▶ [练习任务]:
A. 输出这段题解中从“#include <iostream>”一直到“k = 0; k < 2; k++)”的全部内容,一字不改。
B. 把这段题解中的句子“直接进行迭代计算,实测用递归方式实现的话会造成超时。”译成英文。

╭─ 所给摘录

直接进行迭代计算,实测用递归方式实现的话会造成超时。

#include<cstdio>
int main(){
    int a0, a1, a2, p, q, k;
    scanf("%d%d%d%d%d",&a0,&a1,&p,&q,&k);
    for(int i = 1; i < k; i++){
        a2 = a1 * p + a0 * q;        //类似斐波那契数列的迭代思想
        a2 %= 10000;
        a0 = a1;
        a1 = a2;
    }
    printf("%d\n",a2);
    return 0;
}

使用了矩阵的思想进行迭代

#include <iostream>
using namespace std;
struct matrix {
    int m[2][2];
};
matrix multiply(matrix a, matrix b) {//矩阵乘法
    matrix ans;
    for (int i = 0; i < 2; i++) {
        for (int j = 0; j < 2; j++) {
            ans.m[i][j] = 0;
            for (int k = 0; k < 2; k++)
                ans.m[i][j] += (a.m[i][k] * b.m[k][j])%10000;//中间结果取模,否则不能通过测试
        }
    }
    return ans;
}
matrix fastPower(matrix a, int k) {//矩阵快速幂
    matrix ans;
    for (int i = 0; i < 2; i++) {
        for (int j = 0; j < 2; j++) {
            if (i == j) ans.m[i][j] = 1;
            else ans.m[i][j] = 0;
        }
    }
    while (k != 0) {
        if (k % 2 == 1) {
            ans = multiply(ans, a);
        }
        a = multiply(a, a);
        k /= 2;
    }
    return ans;
}
int main() {
    int a0, a1, p, q, k;
    while (cin >> a0 >> a1 >> p >> q >> k) { // 注意 while 处理多个 case
        // cout << a + b << endl;
        matrix temp;
        temp.m[0][0] = p;
        temp.m[0][1] = q;
        temp.m[1][0] = 1;
        temp.m[1][1] = 0;
        temp = fastPower(temp, k - 1);
        int ak = ((temp.m[0][0] * a1) % 10000 + (temp.m[0][1] * a0) % 10000) % 10000;
        cout << ak  << endl;
    }
}

╰─
╭─ 记录

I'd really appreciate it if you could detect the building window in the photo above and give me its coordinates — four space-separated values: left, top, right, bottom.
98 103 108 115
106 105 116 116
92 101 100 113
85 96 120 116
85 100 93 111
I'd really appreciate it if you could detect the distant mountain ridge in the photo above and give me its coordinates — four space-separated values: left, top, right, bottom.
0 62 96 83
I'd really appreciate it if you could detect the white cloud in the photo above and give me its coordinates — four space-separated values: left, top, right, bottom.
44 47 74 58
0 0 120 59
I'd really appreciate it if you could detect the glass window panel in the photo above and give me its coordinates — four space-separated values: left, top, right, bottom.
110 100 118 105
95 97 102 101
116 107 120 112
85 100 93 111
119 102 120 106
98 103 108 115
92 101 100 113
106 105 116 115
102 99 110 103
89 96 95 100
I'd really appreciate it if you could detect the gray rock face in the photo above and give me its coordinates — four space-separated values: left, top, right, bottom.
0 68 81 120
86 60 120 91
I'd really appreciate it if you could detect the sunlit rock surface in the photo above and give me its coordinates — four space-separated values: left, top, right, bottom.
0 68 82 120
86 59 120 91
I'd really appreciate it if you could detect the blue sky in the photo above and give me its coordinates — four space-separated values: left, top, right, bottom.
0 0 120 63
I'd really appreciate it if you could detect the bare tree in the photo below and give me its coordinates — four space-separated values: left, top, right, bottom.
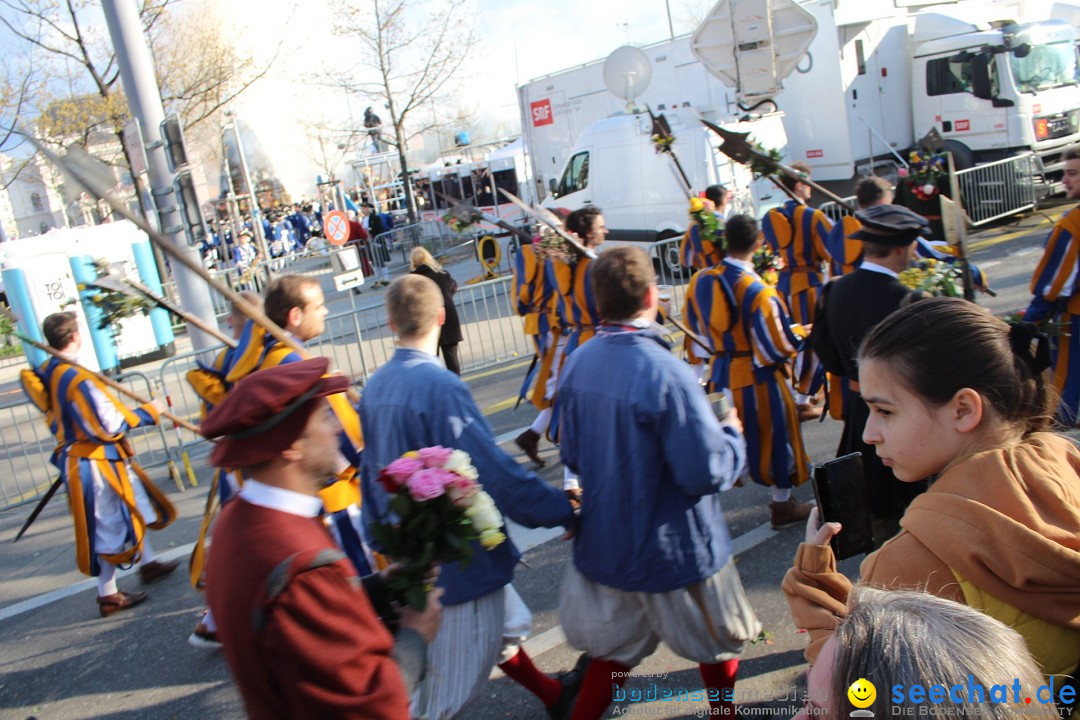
0 0 273 215
0 51 40 190
149 4 280 131
335 0 476 222
303 120 366 180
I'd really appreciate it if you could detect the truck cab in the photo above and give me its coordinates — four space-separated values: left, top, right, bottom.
912 13 1080 173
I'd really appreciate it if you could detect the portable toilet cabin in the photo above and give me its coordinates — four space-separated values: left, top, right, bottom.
2 221 176 372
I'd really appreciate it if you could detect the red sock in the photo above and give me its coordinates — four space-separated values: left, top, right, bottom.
499 648 563 707
698 658 739 718
572 657 630 720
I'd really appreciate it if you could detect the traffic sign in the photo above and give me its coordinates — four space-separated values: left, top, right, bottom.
323 210 349 245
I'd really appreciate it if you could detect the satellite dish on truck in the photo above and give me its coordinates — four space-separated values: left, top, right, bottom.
604 45 652 112
695 0 818 110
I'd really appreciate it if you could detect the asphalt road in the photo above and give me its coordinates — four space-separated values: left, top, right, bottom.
0 204 1062 720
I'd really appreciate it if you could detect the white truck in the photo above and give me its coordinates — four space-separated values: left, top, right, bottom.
518 0 1080 255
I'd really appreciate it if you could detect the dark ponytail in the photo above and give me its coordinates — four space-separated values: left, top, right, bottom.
859 298 1057 435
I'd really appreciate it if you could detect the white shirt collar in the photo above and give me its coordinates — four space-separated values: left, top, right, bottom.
859 260 900 277
604 317 653 330
724 256 757 275
240 480 323 517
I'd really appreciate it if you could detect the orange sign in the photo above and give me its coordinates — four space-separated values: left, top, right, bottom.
323 210 349 245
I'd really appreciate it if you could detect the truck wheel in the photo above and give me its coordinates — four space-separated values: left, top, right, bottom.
942 140 975 169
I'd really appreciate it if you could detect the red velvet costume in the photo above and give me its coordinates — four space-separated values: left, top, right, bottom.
206 494 409 720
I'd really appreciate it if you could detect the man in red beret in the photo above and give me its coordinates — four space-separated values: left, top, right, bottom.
202 357 442 720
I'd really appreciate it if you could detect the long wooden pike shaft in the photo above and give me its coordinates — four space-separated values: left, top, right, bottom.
122 277 237 348
15 335 202 435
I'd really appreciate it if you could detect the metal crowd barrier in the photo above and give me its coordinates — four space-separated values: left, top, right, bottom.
649 235 692 316
956 152 1038 226
0 245 689 508
356 220 460 272
818 195 855 222
158 269 532 462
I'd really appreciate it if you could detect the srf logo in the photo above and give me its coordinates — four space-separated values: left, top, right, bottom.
529 98 555 127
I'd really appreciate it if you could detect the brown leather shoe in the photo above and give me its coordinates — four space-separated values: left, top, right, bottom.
97 590 149 617
188 620 221 650
769 498 813 530
514 427 548 467
138 560 180 585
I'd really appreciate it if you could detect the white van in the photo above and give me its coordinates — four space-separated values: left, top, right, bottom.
543 112 785 274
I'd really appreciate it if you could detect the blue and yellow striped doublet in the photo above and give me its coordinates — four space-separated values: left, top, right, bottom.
225 321 373 575
679 218 724 270
19 357 176 576
545 258 600 355
761 200 833 323
684 259 810 488
761 200 833 395
514 245 561 410
544 257 600 443
1024 207 1080 426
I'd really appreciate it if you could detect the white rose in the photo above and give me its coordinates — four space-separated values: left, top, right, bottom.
443 450 475 475
465 491 502 532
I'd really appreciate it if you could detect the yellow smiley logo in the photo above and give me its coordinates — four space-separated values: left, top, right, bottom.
848 678 877 708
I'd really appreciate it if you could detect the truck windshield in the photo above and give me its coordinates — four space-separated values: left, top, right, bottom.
1009 42 1080 93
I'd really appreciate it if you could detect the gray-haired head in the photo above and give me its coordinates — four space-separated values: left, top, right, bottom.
828 586 1057 720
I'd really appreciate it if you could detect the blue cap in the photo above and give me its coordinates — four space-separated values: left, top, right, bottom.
848 205 930 247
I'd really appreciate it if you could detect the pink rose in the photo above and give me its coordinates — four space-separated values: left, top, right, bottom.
382 458 423 488
405 467 446 502
416 445 454 467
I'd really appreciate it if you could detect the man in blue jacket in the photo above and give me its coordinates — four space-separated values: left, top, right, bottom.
558 247 761 720
360 275 581 720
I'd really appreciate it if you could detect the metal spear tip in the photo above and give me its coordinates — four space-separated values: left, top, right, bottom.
701 120 756 163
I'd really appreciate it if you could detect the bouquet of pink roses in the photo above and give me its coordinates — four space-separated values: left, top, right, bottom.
372 445 507 611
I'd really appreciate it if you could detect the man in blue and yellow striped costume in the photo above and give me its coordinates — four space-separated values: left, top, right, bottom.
1024 146 1080 426
761 162 833 420
218 275 377 576
19 312 179 617
544 206 608 499
187 290 262 649
679 185 728 270
684 215 810 528
514 234 562 467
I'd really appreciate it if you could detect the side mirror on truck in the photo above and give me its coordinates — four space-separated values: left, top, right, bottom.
970 53 994 100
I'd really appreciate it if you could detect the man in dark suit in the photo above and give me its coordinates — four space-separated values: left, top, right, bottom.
810 205 929 546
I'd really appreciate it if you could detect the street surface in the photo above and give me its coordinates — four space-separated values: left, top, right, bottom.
0 204 1059 720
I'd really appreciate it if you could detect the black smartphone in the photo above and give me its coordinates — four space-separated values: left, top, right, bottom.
813 452 874 560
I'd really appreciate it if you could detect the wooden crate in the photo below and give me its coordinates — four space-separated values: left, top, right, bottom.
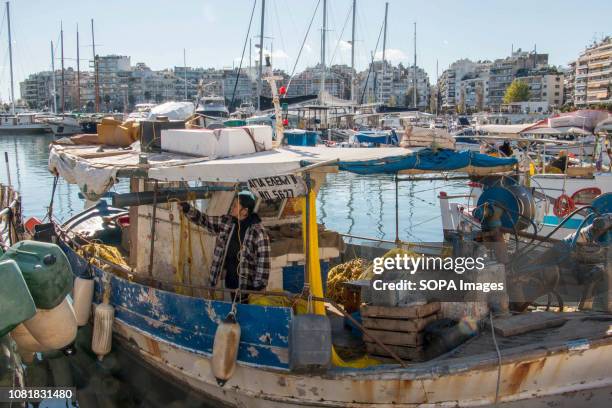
361 302 440 361
361 302 440 319
366 343 425 361
362 314 438 333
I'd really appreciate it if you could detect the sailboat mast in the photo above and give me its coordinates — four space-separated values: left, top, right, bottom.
60 22 66 114
257 0 266 111
351 0 357 101
6 1 15 115
51 41 57 113
183 48 187 101
319 0 327 102
412 21 417 108
91 18 100 113
380 2 389 102
77 24 81 109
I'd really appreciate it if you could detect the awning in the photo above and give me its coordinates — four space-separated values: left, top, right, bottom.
49 144 517 196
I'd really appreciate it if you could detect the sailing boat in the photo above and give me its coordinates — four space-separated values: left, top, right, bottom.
0 1 49 134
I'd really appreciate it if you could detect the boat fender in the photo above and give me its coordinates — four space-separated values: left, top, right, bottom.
11 324 50 363
72 277 94 327
211 313 240 387
23 297 77 350
91 302 115 361
553 194 576 217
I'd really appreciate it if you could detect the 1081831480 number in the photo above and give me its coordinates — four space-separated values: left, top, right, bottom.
0 387 76 402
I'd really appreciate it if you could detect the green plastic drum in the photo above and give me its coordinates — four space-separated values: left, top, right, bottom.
0 259 36 337
0 241 73 309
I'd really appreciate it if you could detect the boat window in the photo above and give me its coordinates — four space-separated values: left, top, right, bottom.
572 187 601 205
255 200 285 218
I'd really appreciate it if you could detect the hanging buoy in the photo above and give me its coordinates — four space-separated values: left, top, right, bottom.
23 298 77 350
11 324 50 363
553 193 576 217
211 313 240 387
91 302 115 361
72 277 94 326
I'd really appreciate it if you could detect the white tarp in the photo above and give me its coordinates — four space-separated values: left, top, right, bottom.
149 146 418 182
147 102 195 120
49 149 117 201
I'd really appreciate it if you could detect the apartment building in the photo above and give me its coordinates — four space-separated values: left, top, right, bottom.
572 37 612 107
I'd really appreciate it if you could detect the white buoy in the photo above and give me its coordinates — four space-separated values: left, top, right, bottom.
72 277 94 326
211 315 240 387
23 298 77 350
91 303 115 361
11 324 50 363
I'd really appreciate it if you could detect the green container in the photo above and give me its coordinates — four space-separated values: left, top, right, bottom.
0 241 73 309
223 119 246 127
0 259 36 337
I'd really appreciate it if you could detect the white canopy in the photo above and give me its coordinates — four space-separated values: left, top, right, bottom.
149 146 419 182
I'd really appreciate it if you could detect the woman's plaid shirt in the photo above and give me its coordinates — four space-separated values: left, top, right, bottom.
180 205 270 290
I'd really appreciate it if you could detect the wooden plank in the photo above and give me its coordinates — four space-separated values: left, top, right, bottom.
366 343 425 361
362 314 438 333
361 302 440 319
363 329 423 347
493 312 567 337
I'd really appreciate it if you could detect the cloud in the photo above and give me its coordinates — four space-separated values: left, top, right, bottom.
264 49 289 60
202 1 217 23
375 48 408 62
338 40 351 51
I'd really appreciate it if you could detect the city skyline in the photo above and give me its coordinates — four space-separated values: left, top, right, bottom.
0 0 612 100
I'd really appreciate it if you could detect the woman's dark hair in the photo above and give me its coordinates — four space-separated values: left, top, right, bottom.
238 192 255 215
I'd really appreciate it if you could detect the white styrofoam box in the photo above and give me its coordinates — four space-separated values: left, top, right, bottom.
215 125 272 158
161 125 272 159
161 129 217 156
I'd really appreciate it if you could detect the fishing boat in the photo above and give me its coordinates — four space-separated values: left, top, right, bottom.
0 113 51 135
45 115 83 136
37 130 612 407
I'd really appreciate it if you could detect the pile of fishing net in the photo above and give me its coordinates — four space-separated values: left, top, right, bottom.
77 243 128 270
327 248 420 304
326 258 368 304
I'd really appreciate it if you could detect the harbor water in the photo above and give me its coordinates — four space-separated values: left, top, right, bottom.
0 135 467 242
0 135 465 408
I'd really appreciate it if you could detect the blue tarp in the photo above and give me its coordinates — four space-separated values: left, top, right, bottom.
353 131 399 146
326 149 517 174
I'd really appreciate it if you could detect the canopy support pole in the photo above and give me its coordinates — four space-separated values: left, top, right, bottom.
149 180 158 276
395 173 401 248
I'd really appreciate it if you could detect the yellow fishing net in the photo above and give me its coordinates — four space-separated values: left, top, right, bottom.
77 243 129 270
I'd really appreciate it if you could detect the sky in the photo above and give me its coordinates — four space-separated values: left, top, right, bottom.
0 0 612 100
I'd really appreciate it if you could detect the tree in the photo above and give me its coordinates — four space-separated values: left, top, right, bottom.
404 86 420 108
504 79 529 103
476 84 484 112
457 88 465 115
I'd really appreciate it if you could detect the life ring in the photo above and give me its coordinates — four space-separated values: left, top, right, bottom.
553 194 576 217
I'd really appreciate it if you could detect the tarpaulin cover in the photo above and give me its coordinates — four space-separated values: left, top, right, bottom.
330 149 517 174
353 131 399 145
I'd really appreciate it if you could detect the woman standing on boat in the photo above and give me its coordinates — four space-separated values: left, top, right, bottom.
180 191 270 300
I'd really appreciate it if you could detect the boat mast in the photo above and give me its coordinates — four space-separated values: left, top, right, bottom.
183 48 187 101
6 1 15 115
257 0 266 111
380 2 389 102
351 0 357 101
319 0 327 104
412 21 417 108
60 21 66 115
91 18 100 113
77 24 81 110
60 21 66 115
51 41 57 113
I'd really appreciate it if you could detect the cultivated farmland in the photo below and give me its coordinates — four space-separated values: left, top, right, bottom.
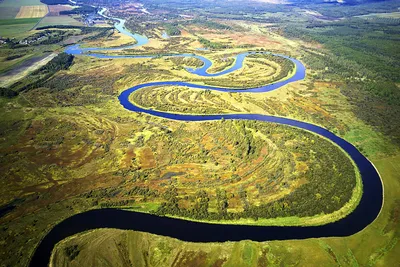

╰─

▶ [逐题结果]:
A.
#include <iostream>
using namespace std;
struct matrix {
    int m[2][2];
};
matrix multiply(matrix a, matrix b) {//矩阵乘法
    matrix ans;
    for (int i = 0; i < 2; i++) {
        for (int j = 0; j < 2; j++) {
            ans.m[i][j] = 0;
            for (int k = 0; k < 2; k++)

B. Perform the computation directly by iteration; testing showed that a recursive implementation causes a timeout.